**Instructions for the task**
Please reproduce the material between the lines holding "the patterned green" and "(1143, 786)", inclusive, replacing "pin" with "marker" and keeping everything else unchanged.

Data records:
┄┄┄┄┄┄

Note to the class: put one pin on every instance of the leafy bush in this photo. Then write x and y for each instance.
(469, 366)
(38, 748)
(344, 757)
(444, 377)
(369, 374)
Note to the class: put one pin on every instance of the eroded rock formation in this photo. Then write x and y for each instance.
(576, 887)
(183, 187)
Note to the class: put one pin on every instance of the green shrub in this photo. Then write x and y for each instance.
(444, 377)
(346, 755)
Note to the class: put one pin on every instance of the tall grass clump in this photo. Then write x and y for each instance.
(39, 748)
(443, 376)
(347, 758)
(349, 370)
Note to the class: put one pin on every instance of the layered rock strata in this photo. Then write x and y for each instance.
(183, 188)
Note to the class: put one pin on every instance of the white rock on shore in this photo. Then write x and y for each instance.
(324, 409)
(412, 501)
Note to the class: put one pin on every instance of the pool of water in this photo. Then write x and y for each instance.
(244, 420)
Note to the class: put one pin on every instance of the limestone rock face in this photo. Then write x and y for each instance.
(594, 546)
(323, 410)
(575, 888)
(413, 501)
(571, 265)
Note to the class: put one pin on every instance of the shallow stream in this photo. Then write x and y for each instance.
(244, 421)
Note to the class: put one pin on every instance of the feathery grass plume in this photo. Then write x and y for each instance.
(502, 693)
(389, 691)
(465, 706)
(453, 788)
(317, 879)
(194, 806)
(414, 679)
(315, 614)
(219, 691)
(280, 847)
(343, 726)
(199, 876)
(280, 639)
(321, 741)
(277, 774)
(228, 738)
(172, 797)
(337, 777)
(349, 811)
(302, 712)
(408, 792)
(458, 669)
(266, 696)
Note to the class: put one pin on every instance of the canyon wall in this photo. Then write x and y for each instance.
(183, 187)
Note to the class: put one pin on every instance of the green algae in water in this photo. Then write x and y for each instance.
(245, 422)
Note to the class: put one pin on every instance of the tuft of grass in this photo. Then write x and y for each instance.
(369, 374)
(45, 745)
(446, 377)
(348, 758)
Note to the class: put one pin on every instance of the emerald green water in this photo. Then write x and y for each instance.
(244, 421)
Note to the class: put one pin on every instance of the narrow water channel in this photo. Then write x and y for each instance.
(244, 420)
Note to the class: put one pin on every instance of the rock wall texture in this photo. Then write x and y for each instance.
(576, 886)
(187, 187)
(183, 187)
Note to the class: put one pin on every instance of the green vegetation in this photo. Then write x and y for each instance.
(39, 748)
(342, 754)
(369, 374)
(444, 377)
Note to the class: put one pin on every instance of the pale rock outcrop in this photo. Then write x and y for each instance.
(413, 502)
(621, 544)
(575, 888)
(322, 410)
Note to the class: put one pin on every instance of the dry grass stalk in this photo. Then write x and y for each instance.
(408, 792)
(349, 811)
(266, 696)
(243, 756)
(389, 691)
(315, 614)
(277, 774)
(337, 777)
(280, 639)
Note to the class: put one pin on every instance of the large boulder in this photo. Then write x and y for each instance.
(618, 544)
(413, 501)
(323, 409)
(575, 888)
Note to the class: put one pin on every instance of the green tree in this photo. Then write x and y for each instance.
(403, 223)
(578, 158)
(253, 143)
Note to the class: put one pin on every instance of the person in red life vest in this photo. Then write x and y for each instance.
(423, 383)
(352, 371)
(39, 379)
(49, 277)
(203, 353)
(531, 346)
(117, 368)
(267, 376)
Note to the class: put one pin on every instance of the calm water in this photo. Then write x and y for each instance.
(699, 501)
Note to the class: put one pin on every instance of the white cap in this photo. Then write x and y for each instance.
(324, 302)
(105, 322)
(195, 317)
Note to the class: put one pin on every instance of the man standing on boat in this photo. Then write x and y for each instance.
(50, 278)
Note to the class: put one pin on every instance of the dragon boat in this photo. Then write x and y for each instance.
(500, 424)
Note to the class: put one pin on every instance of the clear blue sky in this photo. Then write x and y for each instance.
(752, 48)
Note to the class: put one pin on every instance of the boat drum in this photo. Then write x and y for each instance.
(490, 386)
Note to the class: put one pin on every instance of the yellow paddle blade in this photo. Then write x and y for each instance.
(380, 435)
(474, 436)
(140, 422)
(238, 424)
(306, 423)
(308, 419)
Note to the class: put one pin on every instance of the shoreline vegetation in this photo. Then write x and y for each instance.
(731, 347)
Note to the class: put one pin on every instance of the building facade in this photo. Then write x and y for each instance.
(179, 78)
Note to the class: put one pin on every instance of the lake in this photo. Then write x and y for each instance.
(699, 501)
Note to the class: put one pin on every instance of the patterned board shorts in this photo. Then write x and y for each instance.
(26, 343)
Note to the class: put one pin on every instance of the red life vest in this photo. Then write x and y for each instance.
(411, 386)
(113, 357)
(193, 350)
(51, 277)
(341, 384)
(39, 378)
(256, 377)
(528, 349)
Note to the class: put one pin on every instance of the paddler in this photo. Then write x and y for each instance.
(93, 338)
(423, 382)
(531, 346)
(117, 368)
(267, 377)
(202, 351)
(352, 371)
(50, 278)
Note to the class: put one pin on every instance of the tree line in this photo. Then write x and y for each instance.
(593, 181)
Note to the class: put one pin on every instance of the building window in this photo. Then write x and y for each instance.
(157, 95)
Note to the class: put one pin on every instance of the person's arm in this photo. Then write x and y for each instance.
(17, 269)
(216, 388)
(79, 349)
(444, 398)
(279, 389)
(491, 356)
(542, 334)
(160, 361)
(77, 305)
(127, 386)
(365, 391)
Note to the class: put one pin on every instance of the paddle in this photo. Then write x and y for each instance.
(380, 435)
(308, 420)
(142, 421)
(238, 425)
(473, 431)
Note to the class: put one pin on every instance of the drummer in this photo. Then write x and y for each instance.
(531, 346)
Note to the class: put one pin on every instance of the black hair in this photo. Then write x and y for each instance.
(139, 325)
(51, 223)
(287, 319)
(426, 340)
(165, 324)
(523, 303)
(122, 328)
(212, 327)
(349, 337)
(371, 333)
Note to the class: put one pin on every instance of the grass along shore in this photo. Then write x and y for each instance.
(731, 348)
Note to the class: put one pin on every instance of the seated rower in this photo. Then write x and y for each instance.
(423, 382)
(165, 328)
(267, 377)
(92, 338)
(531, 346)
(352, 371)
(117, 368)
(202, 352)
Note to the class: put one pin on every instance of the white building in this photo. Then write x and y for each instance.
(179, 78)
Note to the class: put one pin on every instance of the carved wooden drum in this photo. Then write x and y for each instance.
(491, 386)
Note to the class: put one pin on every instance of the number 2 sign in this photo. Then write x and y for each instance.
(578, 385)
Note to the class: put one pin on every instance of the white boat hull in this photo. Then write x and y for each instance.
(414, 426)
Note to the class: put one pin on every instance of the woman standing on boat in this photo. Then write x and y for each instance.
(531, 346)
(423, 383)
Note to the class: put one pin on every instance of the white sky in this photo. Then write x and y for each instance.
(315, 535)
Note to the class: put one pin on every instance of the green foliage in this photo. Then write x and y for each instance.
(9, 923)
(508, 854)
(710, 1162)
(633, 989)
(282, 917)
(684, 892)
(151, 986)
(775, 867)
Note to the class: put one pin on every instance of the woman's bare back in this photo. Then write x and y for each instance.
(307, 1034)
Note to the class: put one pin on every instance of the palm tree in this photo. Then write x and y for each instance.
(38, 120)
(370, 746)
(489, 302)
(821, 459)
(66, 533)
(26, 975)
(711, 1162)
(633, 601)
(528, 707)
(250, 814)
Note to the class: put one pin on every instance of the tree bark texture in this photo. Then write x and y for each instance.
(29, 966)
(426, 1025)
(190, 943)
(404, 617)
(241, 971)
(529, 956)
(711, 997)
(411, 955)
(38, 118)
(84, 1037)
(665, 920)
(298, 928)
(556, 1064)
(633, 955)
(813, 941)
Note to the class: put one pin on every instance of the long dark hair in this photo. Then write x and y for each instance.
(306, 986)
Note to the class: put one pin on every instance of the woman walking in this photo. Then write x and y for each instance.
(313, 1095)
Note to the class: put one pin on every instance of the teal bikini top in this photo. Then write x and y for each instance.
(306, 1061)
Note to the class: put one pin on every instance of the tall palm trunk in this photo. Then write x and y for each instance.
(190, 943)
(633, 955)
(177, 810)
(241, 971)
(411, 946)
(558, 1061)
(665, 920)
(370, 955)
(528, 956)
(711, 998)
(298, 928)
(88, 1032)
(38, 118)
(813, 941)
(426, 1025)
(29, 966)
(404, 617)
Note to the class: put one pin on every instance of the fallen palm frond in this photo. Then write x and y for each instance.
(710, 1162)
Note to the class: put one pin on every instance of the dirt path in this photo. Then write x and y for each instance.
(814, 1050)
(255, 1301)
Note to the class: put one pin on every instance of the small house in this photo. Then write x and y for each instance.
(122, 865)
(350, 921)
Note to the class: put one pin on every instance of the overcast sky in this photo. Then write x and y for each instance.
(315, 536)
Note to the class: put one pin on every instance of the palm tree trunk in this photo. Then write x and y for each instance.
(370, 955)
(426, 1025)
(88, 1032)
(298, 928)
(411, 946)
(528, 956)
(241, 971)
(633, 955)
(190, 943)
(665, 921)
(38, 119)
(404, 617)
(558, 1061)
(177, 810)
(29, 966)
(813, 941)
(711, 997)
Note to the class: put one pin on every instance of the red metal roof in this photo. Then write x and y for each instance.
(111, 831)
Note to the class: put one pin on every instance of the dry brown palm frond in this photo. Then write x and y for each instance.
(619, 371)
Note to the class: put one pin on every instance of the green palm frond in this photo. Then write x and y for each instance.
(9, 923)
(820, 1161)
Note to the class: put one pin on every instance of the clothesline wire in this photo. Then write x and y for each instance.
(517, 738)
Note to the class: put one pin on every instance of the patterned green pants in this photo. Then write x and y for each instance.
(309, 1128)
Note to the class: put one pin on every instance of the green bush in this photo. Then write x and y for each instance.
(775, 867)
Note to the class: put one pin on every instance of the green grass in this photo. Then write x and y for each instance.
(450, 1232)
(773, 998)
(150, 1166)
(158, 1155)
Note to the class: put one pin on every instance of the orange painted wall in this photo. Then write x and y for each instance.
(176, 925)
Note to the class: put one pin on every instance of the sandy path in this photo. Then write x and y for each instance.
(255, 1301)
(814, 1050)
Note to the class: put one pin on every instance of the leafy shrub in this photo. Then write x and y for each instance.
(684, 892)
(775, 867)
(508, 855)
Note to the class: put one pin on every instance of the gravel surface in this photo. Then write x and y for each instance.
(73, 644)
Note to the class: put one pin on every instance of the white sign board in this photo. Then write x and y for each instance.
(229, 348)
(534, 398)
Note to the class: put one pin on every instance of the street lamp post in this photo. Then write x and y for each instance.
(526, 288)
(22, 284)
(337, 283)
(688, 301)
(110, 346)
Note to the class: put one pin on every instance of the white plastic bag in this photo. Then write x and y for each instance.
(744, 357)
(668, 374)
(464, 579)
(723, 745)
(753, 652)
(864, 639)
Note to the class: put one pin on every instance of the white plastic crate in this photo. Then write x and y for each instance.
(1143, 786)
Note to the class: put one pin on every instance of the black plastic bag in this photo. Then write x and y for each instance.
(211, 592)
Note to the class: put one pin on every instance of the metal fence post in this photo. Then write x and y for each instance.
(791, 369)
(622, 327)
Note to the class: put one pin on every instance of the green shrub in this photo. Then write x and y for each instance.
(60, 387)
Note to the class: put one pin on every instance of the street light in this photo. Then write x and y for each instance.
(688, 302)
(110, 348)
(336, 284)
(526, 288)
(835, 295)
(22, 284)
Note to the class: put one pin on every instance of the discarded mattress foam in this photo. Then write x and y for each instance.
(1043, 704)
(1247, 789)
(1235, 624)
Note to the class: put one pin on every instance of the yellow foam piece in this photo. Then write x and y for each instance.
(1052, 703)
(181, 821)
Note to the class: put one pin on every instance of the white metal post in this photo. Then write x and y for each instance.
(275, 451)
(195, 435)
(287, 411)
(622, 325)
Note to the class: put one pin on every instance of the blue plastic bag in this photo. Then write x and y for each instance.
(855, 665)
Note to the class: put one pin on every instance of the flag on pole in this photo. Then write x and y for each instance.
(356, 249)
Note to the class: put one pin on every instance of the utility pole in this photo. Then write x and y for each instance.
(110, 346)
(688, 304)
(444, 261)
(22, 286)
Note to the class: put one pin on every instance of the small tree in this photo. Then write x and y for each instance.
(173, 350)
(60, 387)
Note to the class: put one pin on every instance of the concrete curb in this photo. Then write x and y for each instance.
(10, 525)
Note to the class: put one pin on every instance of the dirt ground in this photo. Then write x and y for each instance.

┄┄┄┄┄┄

**Solution to this problem**
Note to the class: put one marker on every instance of the patterned green pants in this photo. Then write x and y for each instance.
(309, 1128)
Note to the class: put one marker on every instance of the green bush in this photo. Then write x and y for each instance.
(775, 867)
Note to the class: put one marker on every instance of the green grass in this photo. Then write x and y for each instance.
(450, 1232)
(773, 998)
(150, 1166)
(158, 1155)
Note to the class: put one marker on every instance of the orange painted wall in this photo. Then write x and y for each instance.
(176, 925)
Note to the class: put one marker on every instance of the sandy path in this photo. Then write x and y for each instance.
(255, 1301)
(814, 1050)
Note to the class: put one marker on every instance of the leafy shrub in this photo. Then write x and y for each instance.
(684, 892)
(775, 867)
(508, 855)
Note to the class: put one marker on every instance of the gravel surface in this photo. Then write x and y for each instance.
(73, 644)
Note to the class: put one marker on every instance of the white sign board in this photo. Then write x and y for each instance.
(229, 348)
(534, 398)
Note to the class: put one marker on every instance of the street lamp post in this photo. Then write x and y for each instance.
(526, 288)
(22, 284)
(337, 283)
(688, 301)
(110, 346)
Note to the class: put one marker on every instance of the white plastic bag in this photo. Then write x and y for each instance.
(744, 357)
(668, 374)
(464, 579)
(723, 745)
(753, 652)
(864, 639)
Note to the class: put one marker on every instance of the white plastic crate in this photo. Then write x and y for each instance.
(1143, 786)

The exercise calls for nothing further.